▸ **GIVEN INSTRUCTION A**
According to the paper abstract below, which two architectures are compared for how well their services hold up against soft errors?

# HW/SW architecture for soft-error cancellation in real-time operating system

M. H. Neishaburi<sup>a)</sup>, M. R. Kakoee, M. Daneshtalab, and S. Safari School of Electrical and Computer Engineering, University of Tehran, North Kargar Ave., Tehran 14395–515, Tehran, Iran a) mhnisha@cad.ece.ut.ac.ir

**Abstract:** Today, real-time applications with critical constraints are usually run in an environment with Real-Time Operating System (RTOS). Services provided by RTOSs are severely exposed to faults which affect both functional and timing of the tasks running on the RTOS based system. In this paper, we introduce a new architecture for RTOS provides more robust services in term of Soft Errors (SEs). We evaluate and analyze robustness of the services due to SEs in two architectures, i.e. SW-RTOS and HW/SW-RTOS. Experimental results show more robust services were provided by HW/SW-RTOS versus purely SW-RTOS regarding SEs.

**Keywords:** Real-Time Operating Systems (RTOS), Soft Error **Classification:** Science and engineering for electronics

#### References

- Ph. Shirvani, R. Saxena, and E. J. McCluskey, "Software Implemented EDAC Protection against SEUs," *IEEE Trans. Reliab.*, vol. 49, no. 3, Sept. 2000.
- [2] V. Izosimov, P. Pop, P. Eles, and Z. Peng, "Design Optimization of Timeand Cost-Constrained Fault-Tolerant Distributed Embedded Systems," *DATE*, Munich, Germany, pp. 864–869, 7–11 March 2005.
- [3] S. Ghosh, R. Melhem, D. Mossé, and J. Sarma, "Fault Tolerant Rate Monotonic Scheduling," J. Real Time Systems, vol. 15, no. 2, Sept. 1998.
- [4] N. Ignat, B. Nicolescu, Y. Savaria, and G. Nicolescu, "Soft-Error Classification and Impact Analysis on Real-Time Operating Systems," DATE 2006.
- S. Chandra, F. Regazzoni, and M. Lajolo, "Hardware/Software Partitioning of Operating Systems: a Behavioral Synthesis Approach," *GLSVLSI*, pp. 324–329, 2006.
- [6] V. J. Mooney and D. M. Blough, "A Hardware-Software Real-Time Operating System Framework for SoCs," *IEEE Des. Test. Comput.*, vol. 19, no. 6, pp. 44–51, 2002.
- [7] Morton and W. M. Loucks, "A HW/SW Kernel for SoC Designs," in Proceedings of the 2004 ACM Symposium on Applied computing, New York, USA, pp. 869–875, 2004.
- [8] M. H. Neishaburi, M. R. Kakoee, M. Daneshtalab, S. Safari, and Z. Navabi, "A HW/SW Architecture to Reduce the Effects of Soft-Errors"





in Real-Time Operating System Services," *IEEE-DDECS*, 11–13 April 2007.

▸ **GIVEN INSTRUCTION B**
In the records, from the line with "the blue sky" up to and including the last line of the records, swap "facing-check tool" for "facade-check tool" and change nothing else.

▸ **INFORMATION PROVIDED**
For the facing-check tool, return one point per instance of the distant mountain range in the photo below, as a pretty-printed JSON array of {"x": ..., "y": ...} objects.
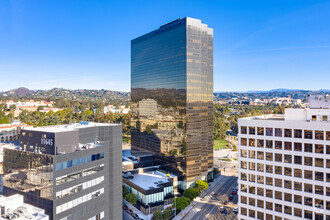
[
  {"x": 95, "y": 94},
  {"x": 293, "y": 93},
  {"x": 57, "y": 93}
]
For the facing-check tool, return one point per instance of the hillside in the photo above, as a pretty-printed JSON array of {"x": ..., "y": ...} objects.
[
  {"x": 295, "y": 94},
  {"x": 60, "y": 93}
]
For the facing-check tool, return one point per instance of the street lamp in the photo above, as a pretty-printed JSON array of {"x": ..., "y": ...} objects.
[
  {"x": 174, "y": 206},
  {"x": 149, "y": 211}
]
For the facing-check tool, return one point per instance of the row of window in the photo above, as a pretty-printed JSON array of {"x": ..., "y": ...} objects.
[
  {"x": 78, "y": 201},
  {"x": 79, "y": 161},
  {"x": 279, "y": 145},
  {"x": 289, "y": 133},
  {"x": 308, "y": 174},
  {"x": 306, "y": 187},
  {"x": 287, "y": 210},
  {"x": 79, "y": 174},
  {"x": 77, "y": 215},
  {"x": 307, "y": 201},
  {"x": 8, "y": 132},
  {"x": 79, "y": 187},
  {"x": 286, "y": 158}
]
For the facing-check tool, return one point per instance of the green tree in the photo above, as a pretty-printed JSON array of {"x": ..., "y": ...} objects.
[
  {"x": 148, "y": 129},
  {"x": 157, "y": 215},
  {"x": 3, "y": 118},
  {"x": 125, "y": 191},
  {"x": 191, "y": 193},
  {"x": 201, "y": 185},
  {"x": 131, "y": 198},
  {"x": 12, "y": 107},
  {"x": 181, "y": 202},
  {"x": 220, "y": 127},
  {"x": 168, "y": 214}
]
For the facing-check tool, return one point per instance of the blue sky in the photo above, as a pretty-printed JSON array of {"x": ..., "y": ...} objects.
[{"x": 258, "y": 45}]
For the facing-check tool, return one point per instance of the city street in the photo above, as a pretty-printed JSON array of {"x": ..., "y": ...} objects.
[{"x": 208, "y": 207}]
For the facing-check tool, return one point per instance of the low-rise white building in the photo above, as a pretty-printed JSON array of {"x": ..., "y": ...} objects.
[
  {"x": 13, "y": 207},
  {"x": 284, "y": 163},
  {"x": 10, "y": 132}
]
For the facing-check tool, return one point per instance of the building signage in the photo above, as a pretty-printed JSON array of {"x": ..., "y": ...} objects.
[{"x": 46, "y": 141}]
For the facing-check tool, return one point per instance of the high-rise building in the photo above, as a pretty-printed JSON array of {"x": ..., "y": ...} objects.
[
  {"x": 70, "y": 171},
  {"x": 284, "y": 163},
  {"x": 172, "y": 97}
]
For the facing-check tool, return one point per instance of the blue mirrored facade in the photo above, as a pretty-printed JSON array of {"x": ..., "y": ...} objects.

▸ **CORRECT RESULT A**
SW-RTOS and HW/SW-RTOS.

▸ **CORRECT RESULT B**
For the facade-check tool, return one point per instance of the blue sky in the photo above, as a pretty-printed JSON array of {"x": ..., "y": ...} objects.
[{"x": 258, "y": 45}]
For the facade-check tool, return one point per instance of the city street in the photo above, as a pretty-printed JSON array of {"x": ..., "y": ...} objects.
[{"x": 208, "y": 207}]
For the facade-check tool, return one point per instance of the low-rise white building in the photo above, as a pretty-printed JSON array of {"x": ..., "y": ...} objects.
[
  {"x": 13, "y": 207},
  {"x": 284, "y": 163},
  {"x": 10, "y": 132}
]
For the facade-check tool, return one point per instance of the building signage in the photo above, as a pretty-printed JSON array of {"x": ..., "y": ...} objects.
[{"x": 46, "y": 141}]
For the facade-check tool, return one point per instance of the high-rise building in the photo above, as a pretty-printed JSON array of {"x": ..., "y": ...} objects.
[
  {"x": 70, "y": 171},
  {"x": 284, "y": 163},
  {"x": 172, "y": 97}
]
For the facade-check tool, return one point per instance of the blue mirrored facade in the photo above, as a pretty-printed JSON array of {"x": ..., "y": ...} objects.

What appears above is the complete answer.